SHORT PROBLEM:
Rewrite the entries below with "drop a single pin" swapped for "place one marker" throughout, keeping everything else the same and leaving out the pictures.

Dataset rows on where objects appear
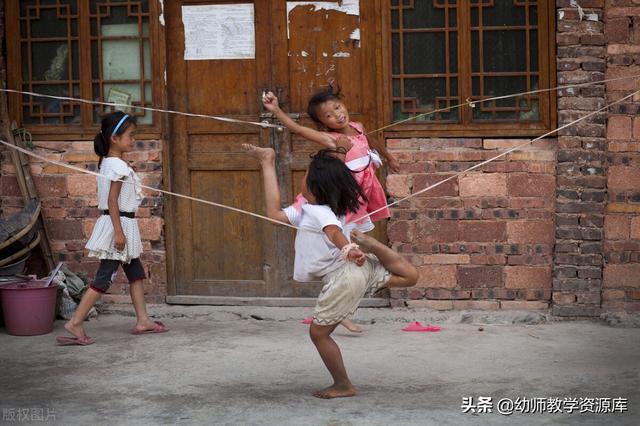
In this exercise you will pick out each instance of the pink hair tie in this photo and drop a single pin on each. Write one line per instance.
(346, 249)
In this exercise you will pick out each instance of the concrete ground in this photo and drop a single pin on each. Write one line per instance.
(248, 365)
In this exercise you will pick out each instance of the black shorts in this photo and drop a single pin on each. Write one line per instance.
(107, 271)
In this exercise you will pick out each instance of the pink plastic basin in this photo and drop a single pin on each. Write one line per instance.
(28, 307)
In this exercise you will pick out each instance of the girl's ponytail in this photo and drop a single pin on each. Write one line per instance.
(100, 147)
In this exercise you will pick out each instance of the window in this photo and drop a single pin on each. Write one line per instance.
(98, 49)
(445, 52)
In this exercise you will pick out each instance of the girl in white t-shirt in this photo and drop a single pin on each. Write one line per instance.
(322, 251)
(115, 239)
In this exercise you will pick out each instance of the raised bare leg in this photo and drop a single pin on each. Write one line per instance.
(351, 326)
(332, 358)
(404, 273)
(267, 158)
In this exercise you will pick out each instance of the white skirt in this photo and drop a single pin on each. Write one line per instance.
(102, 241)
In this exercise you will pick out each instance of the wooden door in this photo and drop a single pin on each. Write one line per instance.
(299, 48)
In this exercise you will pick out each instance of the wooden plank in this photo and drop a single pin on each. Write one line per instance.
(264, 301)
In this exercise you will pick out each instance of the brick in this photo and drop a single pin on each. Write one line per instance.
(493, 293)
(621, 306)
(522, 305)
(617, 30)
(636, 129)
(50, 186)
(616, 227)
(438, 305)
(528, 232)
(483, 185)
(622, 208)
(400, 231)
(564, 298)
(625, 275)
(441, 231)
(525, 185)
(502, 144)
(616, 72)
(9, 186)
(81, 186)
(527, 277)
(446, 189)
(482, 231)
(621, 178)
(481, 305)
(410, 144)
(576, 310)
(446, 259)
(65, 229)
(480, 276)
(619, 127)
(398, 185)
(635, 228)
(437, 276)
(589, 298)
(532, 156)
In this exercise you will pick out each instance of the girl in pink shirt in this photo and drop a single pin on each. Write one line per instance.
(329, 112)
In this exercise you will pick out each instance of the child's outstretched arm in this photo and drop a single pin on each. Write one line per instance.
(114, 214)
(382, 149)
(267, 158)
(335, 235)
(270, 102)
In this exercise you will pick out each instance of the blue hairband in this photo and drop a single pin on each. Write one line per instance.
(122, 120)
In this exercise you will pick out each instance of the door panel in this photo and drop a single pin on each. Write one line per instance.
(218, 252)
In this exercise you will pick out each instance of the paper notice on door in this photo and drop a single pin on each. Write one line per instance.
(222, 31)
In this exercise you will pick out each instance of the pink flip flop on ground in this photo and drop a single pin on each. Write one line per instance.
(158, 328)
(68, 341)
(417, 326)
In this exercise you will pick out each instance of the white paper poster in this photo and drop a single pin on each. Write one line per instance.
(221, 31)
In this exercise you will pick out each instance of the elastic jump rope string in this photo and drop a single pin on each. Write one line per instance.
(263, 125)
(472, 104)
(276, 126)
(168, 111)
(502, 154)
(175, 194)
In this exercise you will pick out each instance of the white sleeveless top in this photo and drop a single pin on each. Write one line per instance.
(102, 241)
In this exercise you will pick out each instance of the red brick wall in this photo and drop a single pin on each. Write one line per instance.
(621, 281)
(485, 241)
(582, 163)
(70, 208)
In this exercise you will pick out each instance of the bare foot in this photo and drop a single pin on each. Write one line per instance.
(336, 391)
(75, 330)
(262, 154)
(365, 242)
(349, 325)
(148, 325)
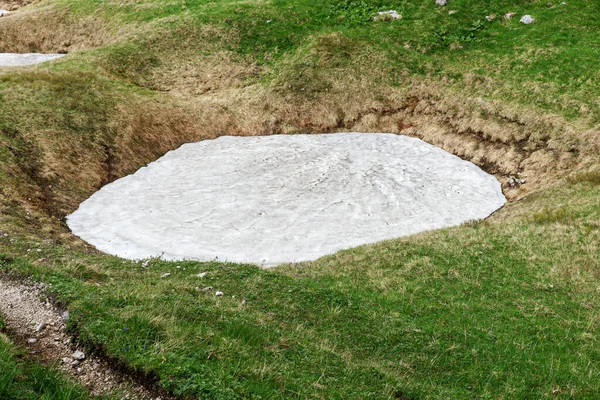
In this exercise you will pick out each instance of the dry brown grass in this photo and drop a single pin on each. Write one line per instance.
(214, 92)
(48, 30)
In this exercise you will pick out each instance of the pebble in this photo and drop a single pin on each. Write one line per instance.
(393, 14)
(527, 19)
(40, 327)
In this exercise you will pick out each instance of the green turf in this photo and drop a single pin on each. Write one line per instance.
(500, 309)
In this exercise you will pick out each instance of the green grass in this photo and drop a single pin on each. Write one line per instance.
(490, 310)
(505, 308)
(21, 379)
(549, 64)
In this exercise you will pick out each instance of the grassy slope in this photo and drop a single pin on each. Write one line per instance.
(502, 309)
(25, 380)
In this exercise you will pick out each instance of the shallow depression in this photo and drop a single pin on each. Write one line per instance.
(284, 198)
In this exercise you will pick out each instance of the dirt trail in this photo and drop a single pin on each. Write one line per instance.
(30, 317)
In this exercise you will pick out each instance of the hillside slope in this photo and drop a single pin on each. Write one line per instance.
(504, 308)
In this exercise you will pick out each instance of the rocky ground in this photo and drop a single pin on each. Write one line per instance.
(31, 318)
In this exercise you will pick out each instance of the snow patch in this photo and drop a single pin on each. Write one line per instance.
(19, 60)
(284, 198)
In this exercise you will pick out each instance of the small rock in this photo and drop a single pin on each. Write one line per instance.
(389, 14)
(527, 19)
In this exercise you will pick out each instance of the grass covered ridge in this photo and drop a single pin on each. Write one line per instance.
(499, 309)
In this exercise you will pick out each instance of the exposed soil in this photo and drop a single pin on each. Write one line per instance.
(32, 319)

TASK RESULT:
In this exercise you will pick out each instance of the pink hair tie in this photo and place one marker on each. Write one line per instance.
(346, 249)
In this exercise you will pick out each instance of the concrete ground in this photo and place one marker on each. Write one line per instance.
(248, 365)
In this exercise you will pick out each instance of the black shorts in this photo and place one marker on each. Write one line per instance.
(107, 271)
In this exercise you will pick out each instance of the pink plastic basin in this photo and place one marker on each. Write one line per instance.
(28, 307)
In this exercise you will pick out each instance of the girl's ponytail in this photo and place one marker on each. Write one line per instance.
(100, 147)
In this exercise you will pick out each instance of the window in this photo and place one marker on each. Write one line per instance.
(98, 49)
(445, 52)
In this exercise you will pick out each instance of the girl in white t-shirt in this photo and place one marker on each. Write one line per instance.
(322, 251)
(115, 239)
In this exercise you will pick out each instance of the raised bare leg in this photo and place one marker on each. Write one line per instance.
(351, 326)
(332, 358)
(404, 273)
(267, 158)
In this exercise you will pick out each instance of the white skirt in this photo and place one marker on each. Write one line per instance.
(102, 241)
In this exercise you will pick out each instance of the wooden door in this photo and place one marker on each. Write one line per instance.
(299, 48)
In this exercise you will pick out each instance of the wooden plank in this photo and place one marker on each. Write one line per instance.
(264, 301)
In this exercise you will pick out each instance of the brick in this photo and place one marker on each. Write one line per instance.
(493, 293)
(621, 306)
(522, 305)
(617, 30)
(636, 129)
(50, 186)
(616, 227)
(438, 305)
(528, 232)
(483, 185)
(622, 208)
(400, 231)
(564, 298)
(625, 275)
(441, 231)
(525, 185)
(502, 144)
(616, 72)
(9, 186)
(81, 186)
(527, 277)
(446, 189)
(482, 231)
(621, 178)
(481, 305)
(410, 144)
(576, 310)
(446, 259)
(65, 229)
(480, 276)
(619, 127)
(398, 185)
(635, 228)
(437, 276)
(589, 298)
(532, 156)
In this exercise you will pick out each instance of the girl in pink shirt in this photo and place one marker on each. Write one line per instance.
(329, 112)
In this exercise you will pick out each instance of the child's outstretched arm in this photo and place one marker on each. Write one line per instance.
(114, 214)
(382, 149)
(267, 158)
(335, 235)
(270, 102)
In this exercise you will pick out each instance of the blue hairband in this photo and place one marker on each. Write one line per instance.
(122, 120)
In this exercise you will pick out each instance of the door panel in this photo and place one marker on each. Write one line per instance.
(218, 252)
In this exercise you will pick out each instance of the paper notice on door in this photo and place one marker on each. Write one line per instance.
(222, 31)
In this exercise you will pick out each instance of the pink flip flop on ground in this photo and place one marker on each. Write one line per instance.
(158, 328)
(68, 341)
(417, 326)
In this exercise you will pick out each instance of the white paper poster in this photo and place one marker on each. Write one line per instance.
(221, 31)
In this exercise you will pick out each instance of the elastic jump rope string in this photo and place one marker on each. Write one line per instance.
(263, 125)
(472, 104)
(276, 126)
(168, 111)
(502, 154)
(175, 194)
In this exercise you will pick out each instance of the white sleeveless top in this photo and place one marker on each. Write one line per instance.
(102, 241)
In this exercise you will pick out each instance of the red brick wall in this photo and place one marker on each. Write one line per instance.
(621, 281)
(485, 241)
(582, 163)
(70, 208)
In this exercise you will pick out each instance of the bare foot in this photo and place one marker on each. Write one line per instance.
(336, 391)
(75, 330)
(262, 154)
(365, 242)
(349, 325)
(148, 325)
In this exercise you will pick out each instance of the dry brown grass in this photo and place one marker on each. Write one line per instance.
(214, 92)
(48, 30)
In this exercise you will pick out each instance of the pebble in this photo and place one marker on each. Write one line per instance.
(393, 14)
(527, 19)
(40, 327)
In this exercise you will pick out each instance of the green turf in this photo and place one marker on each. Write one line per instance.
(500, 309)
In this exercise you will pick out each instance of the green grass in this photo and place one marker on each. Write one line per instance.
(490, 310)
(505, 308)
(21, 379)
(549, 64)
In this exercise you will pick out each instance of the grassy slope in this photo and place one marker on each. Write one line per instance.
(502, 309)
(25, 380)
In this exercise you will pick out each instance of the shallow depression in this photo and place one marker on each. Write one line per instance.
(284, 198)
In this exercise you will pick out each instance of the dirt trail in this photo and place one marker on each. Write one line per instance.
(30, 317)
In this exercise you will pick out each instance of the hillside slope in this photo and place one marker on each. Write one line per instance.
(504, 308)
In this exercise you will pick out each instance of the rocky ground in this photo and place one marker on each. Write one line per instance.
(31, 318)
In this exercise you will pick out each instance of the snow patch in this photo and place one marker on each. Write one line per instance.
(19, 60)
(284, 198)
In this exercise you will pick out each instance of the small rock in this photo and place one marker on each. Write one line per instance.
(389, 14)
(527, 19)
In this exercise you will pick out each instance of the grass covered ridge in this photo and place one marker on each. Write one line per instance.
(499, 309)
In this exercise you will pick out each instance of the exposed soil in this photo and place one marker on each. Write one line per instance.
(32, 319)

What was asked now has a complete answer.